* [Consignes et exercices]
#1 Répondez aux questions suivantes à partir de l'extrait.
(a) Où l'incident évoqué s'est-il produit ?
(b) Contre qui l'ancien premier ministre avait-il déjà utilisé le terme lors de la primaire PS ?
(c) À qui l'expression plaît-elle tant, selon l'extrait ?
#2 Résumez l'extrait en deux phrases.
#3 Recopiez le passage de l'extrait qui commence par « Vous avez dit » et va jusqu'à « aucune caractérisation précise. », en substituant « paresseux » à « fainéants ».

─── Extrait du texte ───

Je reviens sur un incident qui s’est produit la semaine dernière à l’Assemblée nationale. Il s’agit d’un échange verbal « musclé » avec les députés FN, des LR, Manuel Valls d’un coté et votre serviteur , ainsi que mes amis députés FI de l’autre. Cette joute a fait le bonheur des réseaux sociaux. Je crois donc utile de revenir sur cet étrange terme d’«islamo-gauchiste », utilisé plusieurs fois par nos adversaires contre notre groupe de députés aussi bien par l’extrême droite en la personne de Bruno Bilde, le député LR Guillaume Larrivé, que par l’ancien premier ministre PS du gouvernement Hollande (lors d’une émission de BFM TV). Ce dernier avait également utilisé ce terme contre Benoit Hamon lors de la primaire PS. C’est une expression qu’il dégaine facilement sitôt qu’il est en difficulté.
Vous avez dit « islamo-gauchiste » ? Kesaco ? Cela veut-il désigner un musulman qui aurait des convictions de gauche ? Non, ce n’est pas cela dans l’esprit de ses auteurs (encore que…). A priori cette expression-valise ne signifie rien de précis. C’est pourquoi elle plaît tant aux fainéants intellectuels réactionnaires ne tolérant pas la présence de musulmans en France. Elle peut tout vouloir dire et son contraire. Pratique. Elle fait donc le bonheur de ceux qui n’ont pas d’arguments réels contre la France Insoumise. Elle insinue, jette le doute, trouble, calomnie, mais n’apporte aucune caractérisation précise.

─── Documents de travail ───

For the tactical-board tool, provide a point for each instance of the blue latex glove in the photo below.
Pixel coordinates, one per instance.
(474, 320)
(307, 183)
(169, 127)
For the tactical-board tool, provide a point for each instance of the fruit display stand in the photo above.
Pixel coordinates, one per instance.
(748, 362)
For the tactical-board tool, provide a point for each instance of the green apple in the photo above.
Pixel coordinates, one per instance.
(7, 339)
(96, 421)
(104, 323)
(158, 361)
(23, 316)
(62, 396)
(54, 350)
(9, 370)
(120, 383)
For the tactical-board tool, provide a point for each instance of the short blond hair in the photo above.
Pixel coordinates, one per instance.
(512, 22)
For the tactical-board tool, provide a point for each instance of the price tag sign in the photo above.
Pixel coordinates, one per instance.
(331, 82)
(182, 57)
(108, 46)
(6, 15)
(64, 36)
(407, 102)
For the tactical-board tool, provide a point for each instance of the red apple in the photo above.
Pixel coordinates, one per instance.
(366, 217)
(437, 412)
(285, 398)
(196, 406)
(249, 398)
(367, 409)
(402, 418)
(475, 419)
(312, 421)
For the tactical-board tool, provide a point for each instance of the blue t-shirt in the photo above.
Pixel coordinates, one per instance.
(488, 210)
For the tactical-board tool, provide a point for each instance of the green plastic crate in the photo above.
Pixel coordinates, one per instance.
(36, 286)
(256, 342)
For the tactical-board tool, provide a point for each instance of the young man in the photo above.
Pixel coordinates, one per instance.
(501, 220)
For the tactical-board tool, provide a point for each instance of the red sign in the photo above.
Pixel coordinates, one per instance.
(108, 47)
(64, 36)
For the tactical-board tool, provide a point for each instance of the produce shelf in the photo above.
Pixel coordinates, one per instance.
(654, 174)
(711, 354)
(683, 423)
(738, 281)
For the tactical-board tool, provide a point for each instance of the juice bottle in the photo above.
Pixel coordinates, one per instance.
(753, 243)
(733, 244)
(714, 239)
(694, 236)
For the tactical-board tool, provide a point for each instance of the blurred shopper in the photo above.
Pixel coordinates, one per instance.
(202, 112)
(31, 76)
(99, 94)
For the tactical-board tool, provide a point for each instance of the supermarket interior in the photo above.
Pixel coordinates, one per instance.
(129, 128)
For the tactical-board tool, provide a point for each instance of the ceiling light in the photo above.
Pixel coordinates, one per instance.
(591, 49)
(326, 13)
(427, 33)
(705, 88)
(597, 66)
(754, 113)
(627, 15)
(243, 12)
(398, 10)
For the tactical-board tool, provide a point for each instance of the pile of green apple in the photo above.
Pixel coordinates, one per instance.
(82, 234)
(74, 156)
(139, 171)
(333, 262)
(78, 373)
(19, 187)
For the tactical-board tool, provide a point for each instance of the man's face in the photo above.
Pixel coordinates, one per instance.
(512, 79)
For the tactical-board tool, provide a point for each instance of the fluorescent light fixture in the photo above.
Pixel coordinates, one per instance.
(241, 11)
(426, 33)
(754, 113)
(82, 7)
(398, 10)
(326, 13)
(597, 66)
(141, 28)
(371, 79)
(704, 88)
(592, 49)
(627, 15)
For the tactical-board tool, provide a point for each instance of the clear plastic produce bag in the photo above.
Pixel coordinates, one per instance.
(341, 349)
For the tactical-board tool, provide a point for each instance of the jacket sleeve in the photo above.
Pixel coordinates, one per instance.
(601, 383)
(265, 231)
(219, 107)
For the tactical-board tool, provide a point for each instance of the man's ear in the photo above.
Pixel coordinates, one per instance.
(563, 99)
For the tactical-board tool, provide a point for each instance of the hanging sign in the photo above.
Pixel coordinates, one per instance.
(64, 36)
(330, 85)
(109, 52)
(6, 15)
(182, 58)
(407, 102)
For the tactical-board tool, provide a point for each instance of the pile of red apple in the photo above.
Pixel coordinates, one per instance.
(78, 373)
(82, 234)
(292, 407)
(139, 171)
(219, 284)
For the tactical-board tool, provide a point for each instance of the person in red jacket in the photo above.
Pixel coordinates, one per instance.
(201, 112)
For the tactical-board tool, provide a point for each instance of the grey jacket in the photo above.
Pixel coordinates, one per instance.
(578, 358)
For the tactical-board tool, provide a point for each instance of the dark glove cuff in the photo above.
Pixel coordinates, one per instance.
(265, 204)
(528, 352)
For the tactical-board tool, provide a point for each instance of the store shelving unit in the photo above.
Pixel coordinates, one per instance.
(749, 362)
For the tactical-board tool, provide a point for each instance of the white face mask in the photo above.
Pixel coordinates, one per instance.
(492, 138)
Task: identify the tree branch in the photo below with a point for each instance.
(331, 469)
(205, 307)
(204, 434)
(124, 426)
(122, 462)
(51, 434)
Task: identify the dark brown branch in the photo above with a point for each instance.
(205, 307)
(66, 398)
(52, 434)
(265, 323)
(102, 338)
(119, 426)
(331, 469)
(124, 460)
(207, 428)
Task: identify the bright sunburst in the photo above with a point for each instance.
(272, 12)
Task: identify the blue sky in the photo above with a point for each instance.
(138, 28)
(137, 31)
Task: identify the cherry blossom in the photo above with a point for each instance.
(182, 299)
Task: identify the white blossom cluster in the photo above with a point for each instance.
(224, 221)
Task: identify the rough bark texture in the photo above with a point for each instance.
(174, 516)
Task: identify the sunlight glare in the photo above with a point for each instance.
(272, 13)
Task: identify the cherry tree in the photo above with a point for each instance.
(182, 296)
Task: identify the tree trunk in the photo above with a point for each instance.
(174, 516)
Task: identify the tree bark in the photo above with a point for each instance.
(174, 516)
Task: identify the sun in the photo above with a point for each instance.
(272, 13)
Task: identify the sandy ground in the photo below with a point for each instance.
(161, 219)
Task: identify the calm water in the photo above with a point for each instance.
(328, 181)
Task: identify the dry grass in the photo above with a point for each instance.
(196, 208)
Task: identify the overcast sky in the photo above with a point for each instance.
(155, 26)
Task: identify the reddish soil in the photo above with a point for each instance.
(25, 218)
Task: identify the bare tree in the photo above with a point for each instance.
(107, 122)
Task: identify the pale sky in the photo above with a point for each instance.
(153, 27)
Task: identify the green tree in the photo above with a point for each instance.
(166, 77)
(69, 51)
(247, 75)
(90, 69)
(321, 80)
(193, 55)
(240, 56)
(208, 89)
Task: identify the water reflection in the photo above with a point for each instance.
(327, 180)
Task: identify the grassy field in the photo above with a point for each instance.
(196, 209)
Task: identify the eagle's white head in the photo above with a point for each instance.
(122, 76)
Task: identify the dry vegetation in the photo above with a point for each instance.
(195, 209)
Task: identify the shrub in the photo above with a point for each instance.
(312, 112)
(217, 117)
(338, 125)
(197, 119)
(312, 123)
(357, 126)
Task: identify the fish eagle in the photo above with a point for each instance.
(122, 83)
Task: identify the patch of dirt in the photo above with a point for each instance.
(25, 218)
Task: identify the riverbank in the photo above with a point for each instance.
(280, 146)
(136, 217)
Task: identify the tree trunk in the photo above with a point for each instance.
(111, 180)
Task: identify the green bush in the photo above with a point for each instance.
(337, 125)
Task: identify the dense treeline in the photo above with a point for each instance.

───

* [Corrigé des exercices]
#1
(a) À l'Assemblée nationale.
(b) Contre Benoit Hamon.
(c) Aux fainéants intellectuels réactionnaires ne tolérant pas la présence de musulmans en France.

#2 Après un échange verbal « musclé » à l'Assemblée nationale, l'auteur revient sur le terme « islamo-gauchiste », employé contre les députés de la France Insoumise par l'extrême droite, un député LR et l'ancien premier ministre PS. Selon l'auteur, cette expression-valise ne signifie rien de précis et calomnie sans apporter aucune caractérisation précise.

#3
Vous avez dit « islamo-gauchiste » ? Kesaco ? Cela veut-il désigner un musulman qui aurait des convictions de gauche ? Non, ce n’est pas cela dans l’esprit de ses auteurs (encore que…). A priori cette expression-valise ne signifie rien de précis. C’est pourquoi elle plaît tant aux paresseux intellectuels réactionnaires ne tolérant pas la présence de musulmans en France. Elle peut tout vouloir dire et son contraire. Pratique. Elle fait donc le bonheur de ceux qui n’ont pas d’arguments réels contre la France Insoumise. Elle insinue, jette le doute, trouble, calomnie, mais n’apporte aucune caractérisation précise.